Usually winners receive the Nobel from King Carl XVI Gustaf at a formal ceremony in Stockholm on 10 December, the anniversary of the 1896 death of scientist Alfred Nobel who created the prizes in his last will and testament, but the event has been cancelled for the second year in a row owing to the coronavirus pandemic. Gurnah was in fact watching the event online when he received a phone call from Adam Smith of Nobel Prize Outreach.

In the telephone conversation with Smith, Gurnah expressed his surprise at winning the award.

‘I thought it was a prank, I really did,’ he said. ‘Because these things are floated for weeks beforehand, or even months beforehand, who are the runners. It was not something that was in my mind at all. I was just thinking, I wonder who will get it?’

During the call, which was constantly interrupted by Gurnah’s other phone ringing, Smith pointed out that scientists who win Nobel Prizes often describe their work as ‘play’, ‘the joy of exploring’, and asked Gurnah whether he feels the same.

‘Well I feel joy when I’ve finished,’ he said. ‘But yeah, a lot of it is obviously something that is compulsive, compelling, something that writers keep going for decades, you can’t be doing that if you hate it. But I suppose it is both the pleasure of making things, crafting, getting it right, but it’s also the pleasure of getting something across, or giving pleasure, or making a case or persuading, and all of those kinds of things.’

The prize citation speaks of how Gurnah’s work deals with the fate of refugees and the gulf between cultures and continents, and Smith asked him about he views these divisions.

(Segmentation mask data)
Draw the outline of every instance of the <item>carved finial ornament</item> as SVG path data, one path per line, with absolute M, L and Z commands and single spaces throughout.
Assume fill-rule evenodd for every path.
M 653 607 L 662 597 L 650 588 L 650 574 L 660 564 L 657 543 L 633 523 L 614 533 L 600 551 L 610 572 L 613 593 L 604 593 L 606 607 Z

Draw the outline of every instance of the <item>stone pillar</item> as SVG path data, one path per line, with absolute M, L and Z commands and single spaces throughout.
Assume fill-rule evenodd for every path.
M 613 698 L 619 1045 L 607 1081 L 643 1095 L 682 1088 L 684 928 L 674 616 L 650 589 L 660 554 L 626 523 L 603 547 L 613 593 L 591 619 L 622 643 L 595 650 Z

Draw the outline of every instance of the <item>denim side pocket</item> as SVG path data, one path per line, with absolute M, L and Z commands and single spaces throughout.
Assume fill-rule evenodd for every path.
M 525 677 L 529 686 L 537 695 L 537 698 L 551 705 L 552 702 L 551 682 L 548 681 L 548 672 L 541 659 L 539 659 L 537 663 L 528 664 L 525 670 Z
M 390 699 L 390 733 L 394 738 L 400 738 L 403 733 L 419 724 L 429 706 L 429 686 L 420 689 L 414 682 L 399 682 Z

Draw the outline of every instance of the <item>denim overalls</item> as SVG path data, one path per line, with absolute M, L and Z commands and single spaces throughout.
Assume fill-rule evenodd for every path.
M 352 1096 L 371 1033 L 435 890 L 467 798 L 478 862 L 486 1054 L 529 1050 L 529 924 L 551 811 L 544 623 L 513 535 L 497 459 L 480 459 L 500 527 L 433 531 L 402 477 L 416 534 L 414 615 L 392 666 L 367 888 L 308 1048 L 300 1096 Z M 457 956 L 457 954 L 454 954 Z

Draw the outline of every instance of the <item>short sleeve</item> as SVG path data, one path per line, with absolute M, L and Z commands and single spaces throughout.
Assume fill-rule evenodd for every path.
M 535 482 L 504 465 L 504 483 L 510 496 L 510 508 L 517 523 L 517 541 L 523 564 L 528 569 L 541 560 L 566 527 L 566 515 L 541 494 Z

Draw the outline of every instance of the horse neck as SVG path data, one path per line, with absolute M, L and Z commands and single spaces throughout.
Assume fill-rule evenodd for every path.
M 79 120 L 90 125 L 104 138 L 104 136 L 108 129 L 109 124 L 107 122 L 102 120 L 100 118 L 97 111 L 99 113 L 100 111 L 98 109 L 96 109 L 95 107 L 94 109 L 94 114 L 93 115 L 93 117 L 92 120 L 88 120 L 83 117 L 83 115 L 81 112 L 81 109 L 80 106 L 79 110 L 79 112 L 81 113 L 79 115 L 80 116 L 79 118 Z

§ **DIRECTIONS**
#1 In the passage on Gurnah's Nobel Prize, who telephoned Gurnah while he was watching the event online?
#2 Reproduce part of the passage on Gurnah's Nobel Prize, starting at the words "During the call, which" and ending after the words "feels the same.".
#3 Shorten the paragraph of the Gurnah passage that opens "Usually winners receive the Nobel", keeping its main facts.

§ **SOLUTIONS TO THE EXERCISE**
#1 Adam Smith of Nobel Prize Outreach.

#2
During the call, which was constantly interrupted by Gurnah’s other phone ringing, Smith pointed out that scientists who win Nobel Prizes often describe their work as ‘play’, ‘the joy of exploring’, and asked Gurnah whether he feels the same.

#3 Nobel winners usually receive the prize from King Carl XVI Gustaf at a formal ceremony in Stockholm on 10 December. That date is the anniversary of the 1896 death of Alfred Nobel, who created the prizes in his will. The coronavirus pandemic has cancelled the ceremony for the second year in a row. Gurnah was watching the event online when Adam Smith of Nobel Prize Outreach called him.